→ Passage to read:
= = = = = = =
This interesting phenomenon occurs when a hemoglobin molecule (the molecule that allows our red blood cells to transport oxygen around our bodies) incorporates a sulphur atom into its structure and becomes sulfhemoglobin. Hemoglobin contains an atom of iron to bind to oxygen. In sulfhemoglobin, the sulphur atom prevents the iron from binding to oxygen, and since it’s the oxygen-iron bonds that make our blood appear red, with sulfhemoglobin blood appears dark blue, green or black.
Patients with sulfhemoglobinemia exhibit cyanosis, or a blueish tinge to their skin. This is caused by the tissues on the periphery of their bodies, like the fingertips, not receiving enough oxygen (since sulfhaemoglobin can’t transport oxygen like hemoglobin can).
= = = = = = =
[Dataset entries]
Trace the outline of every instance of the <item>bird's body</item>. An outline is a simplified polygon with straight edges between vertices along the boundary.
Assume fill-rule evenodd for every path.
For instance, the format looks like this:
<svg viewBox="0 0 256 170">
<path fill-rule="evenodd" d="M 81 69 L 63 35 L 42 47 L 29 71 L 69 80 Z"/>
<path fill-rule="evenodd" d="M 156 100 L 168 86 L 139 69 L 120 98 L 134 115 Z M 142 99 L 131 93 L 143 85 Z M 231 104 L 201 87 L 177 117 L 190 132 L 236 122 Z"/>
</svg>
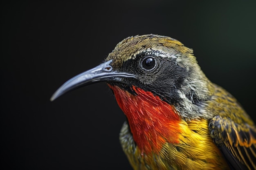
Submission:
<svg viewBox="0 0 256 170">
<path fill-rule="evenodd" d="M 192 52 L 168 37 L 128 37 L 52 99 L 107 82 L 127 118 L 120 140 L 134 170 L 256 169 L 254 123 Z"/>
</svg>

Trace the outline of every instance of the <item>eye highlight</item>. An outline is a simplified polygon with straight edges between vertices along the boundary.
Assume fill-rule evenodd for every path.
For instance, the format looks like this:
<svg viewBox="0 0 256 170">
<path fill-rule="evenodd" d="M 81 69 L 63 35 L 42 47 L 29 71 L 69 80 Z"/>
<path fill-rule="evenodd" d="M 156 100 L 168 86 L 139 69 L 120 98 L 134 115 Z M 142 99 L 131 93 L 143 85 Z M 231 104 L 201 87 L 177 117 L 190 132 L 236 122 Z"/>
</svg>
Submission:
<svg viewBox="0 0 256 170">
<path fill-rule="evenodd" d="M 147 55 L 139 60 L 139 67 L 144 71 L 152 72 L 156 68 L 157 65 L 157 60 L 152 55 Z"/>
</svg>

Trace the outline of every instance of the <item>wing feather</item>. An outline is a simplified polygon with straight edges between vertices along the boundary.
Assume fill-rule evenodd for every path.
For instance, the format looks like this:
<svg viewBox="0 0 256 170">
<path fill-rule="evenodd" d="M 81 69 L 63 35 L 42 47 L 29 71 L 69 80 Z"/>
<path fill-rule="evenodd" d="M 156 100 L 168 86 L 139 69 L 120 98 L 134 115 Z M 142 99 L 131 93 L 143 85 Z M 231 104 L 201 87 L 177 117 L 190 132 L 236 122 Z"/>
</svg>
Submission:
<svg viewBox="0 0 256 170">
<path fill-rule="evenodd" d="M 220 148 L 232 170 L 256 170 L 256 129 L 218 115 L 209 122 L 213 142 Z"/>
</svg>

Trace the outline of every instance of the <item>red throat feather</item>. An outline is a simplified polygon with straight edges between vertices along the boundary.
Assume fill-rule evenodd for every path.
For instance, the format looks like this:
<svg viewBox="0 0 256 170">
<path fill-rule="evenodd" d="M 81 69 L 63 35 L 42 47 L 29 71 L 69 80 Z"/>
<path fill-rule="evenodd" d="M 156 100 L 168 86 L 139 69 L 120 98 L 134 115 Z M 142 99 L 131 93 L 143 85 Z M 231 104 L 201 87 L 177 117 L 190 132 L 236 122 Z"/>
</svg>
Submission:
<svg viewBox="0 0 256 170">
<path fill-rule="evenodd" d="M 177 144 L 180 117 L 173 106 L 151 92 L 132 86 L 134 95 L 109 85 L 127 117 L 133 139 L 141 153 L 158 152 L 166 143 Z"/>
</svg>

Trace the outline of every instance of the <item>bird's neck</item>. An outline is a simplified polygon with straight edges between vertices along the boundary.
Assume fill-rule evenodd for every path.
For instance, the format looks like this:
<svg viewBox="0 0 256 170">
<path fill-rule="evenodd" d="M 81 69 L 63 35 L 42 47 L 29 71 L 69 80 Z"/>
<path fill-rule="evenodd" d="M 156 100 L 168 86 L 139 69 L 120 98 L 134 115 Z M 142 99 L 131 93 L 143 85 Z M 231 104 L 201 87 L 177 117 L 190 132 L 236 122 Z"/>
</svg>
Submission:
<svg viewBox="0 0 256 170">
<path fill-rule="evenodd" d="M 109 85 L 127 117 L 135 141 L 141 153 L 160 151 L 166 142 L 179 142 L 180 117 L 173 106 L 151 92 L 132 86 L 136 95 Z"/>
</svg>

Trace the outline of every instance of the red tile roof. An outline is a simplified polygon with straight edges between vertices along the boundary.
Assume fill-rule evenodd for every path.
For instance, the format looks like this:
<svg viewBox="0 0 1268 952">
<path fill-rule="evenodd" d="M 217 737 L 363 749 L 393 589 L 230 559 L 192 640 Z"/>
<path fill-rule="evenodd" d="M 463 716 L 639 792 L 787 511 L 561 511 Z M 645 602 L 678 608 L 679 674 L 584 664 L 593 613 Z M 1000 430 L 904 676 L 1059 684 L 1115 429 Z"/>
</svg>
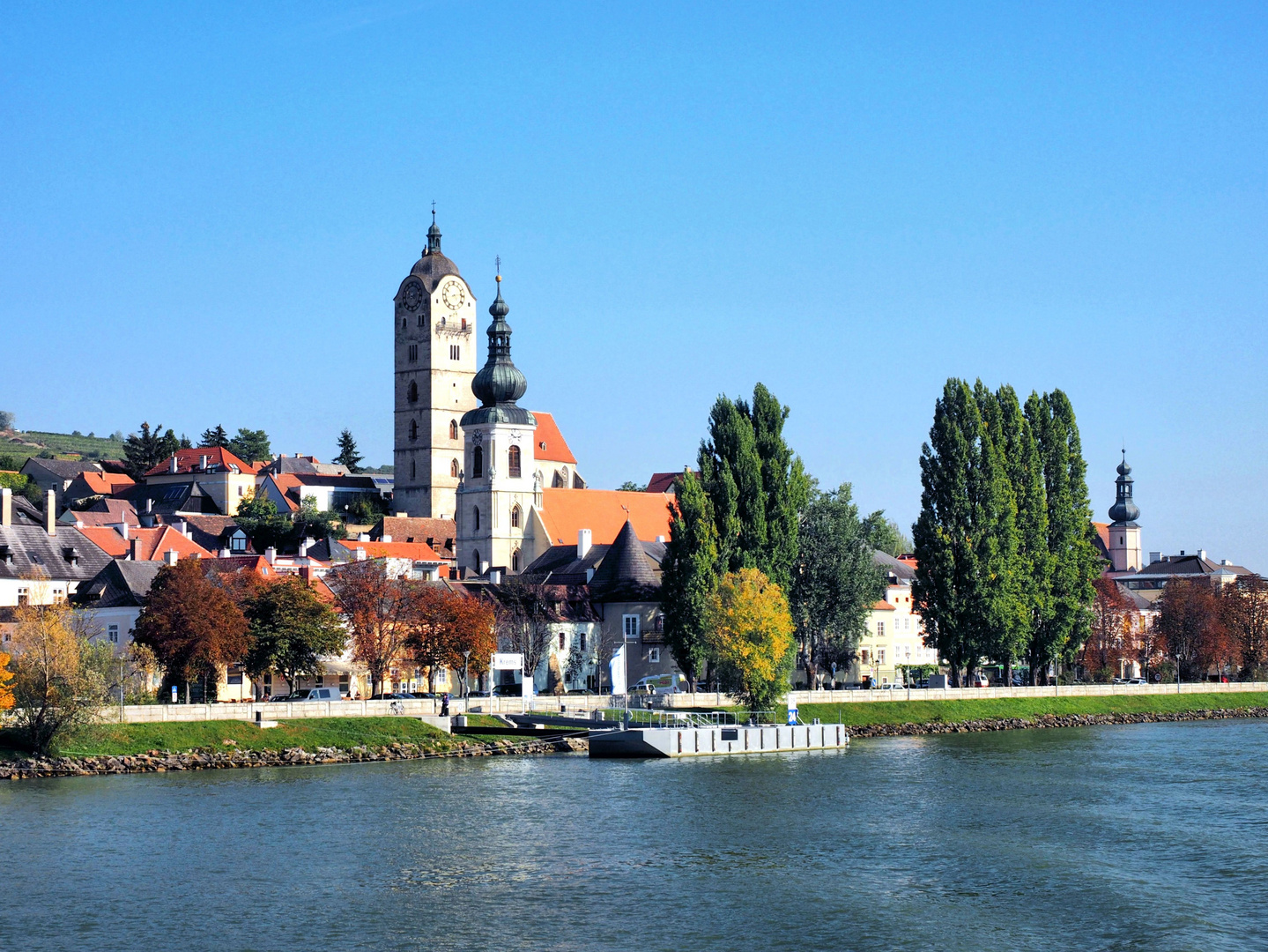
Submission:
= = = = = = =
→ Task list:
A. Reproduce the passage on sulfhemoglobin word for word, from "This interesting phenomenon" up to and including "green or black.".
B. Extend the passage on sulfhemoglobin, continuing directly after its final sentence.

→ Answers:
A.
This interesting phenomenon occurs when a hemoglobin molecule (the molecule that allows our red blood cells to transport oxygen around our bodies) incorporates a sulphur atom into its structure and becomes sulfhemoglobin. Hemoglobin contains an atom of iron to bind to oxygen. In sulfhemoglobin, the sulphur atom prevents the iron from binding to oxygen, and since it’s the oxygen-iron bonds that make our blood appear red, with sulfhemoglobin blood appears dark blue, green or black.

B.
Sulfhemoglobinemia is caused by excessive exposure to sulphur-containing compounds, like medications that contain sulfonamides (such as sumatriptanor furosemide), nitrate fertilizer, or the overconsumption of nitrogenous vegetables like spinach (usually only in infants). Rest assured that it takes huge amounts of these compounds to cause sulfhemoglobinemia, so you aren’t risking anything by taking your prescribed medications.
The treatment for sulfhemoglobinemia is a simple one: just wait it out. Red blood cells have a natural lifespan of about 100 days, after which they’re broken down and their components recycled. So, after about 3 months, any red blood cells that contain sulfhemoglobin will have been recycled into proper red blood cells, and any non-red tint to the blood will have disappeared.